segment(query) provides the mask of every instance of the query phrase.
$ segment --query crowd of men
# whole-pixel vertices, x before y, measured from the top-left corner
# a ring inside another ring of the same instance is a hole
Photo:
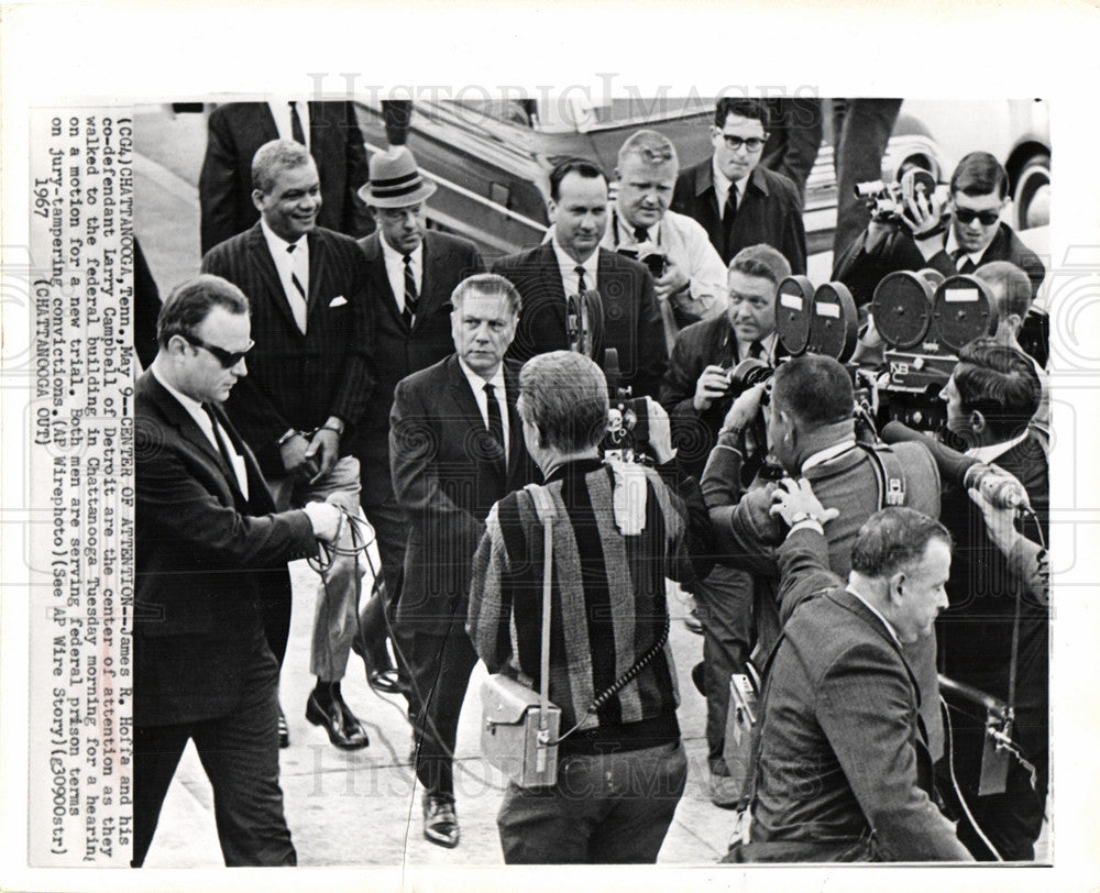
==*==
• _JOB_
Rewrite all of the data above, changing each "instance" to "object" and leaving everything else the same. Leave the pictures out.

• _CORRECT RESPONSE_
segment(query) provides the mask of every object of the query phrase.
$ segment --query crowd of men
# whole-pixel vertices, x before y, measured from the top-left corner
# a ring inside another ring of the same object is a hole
Photo:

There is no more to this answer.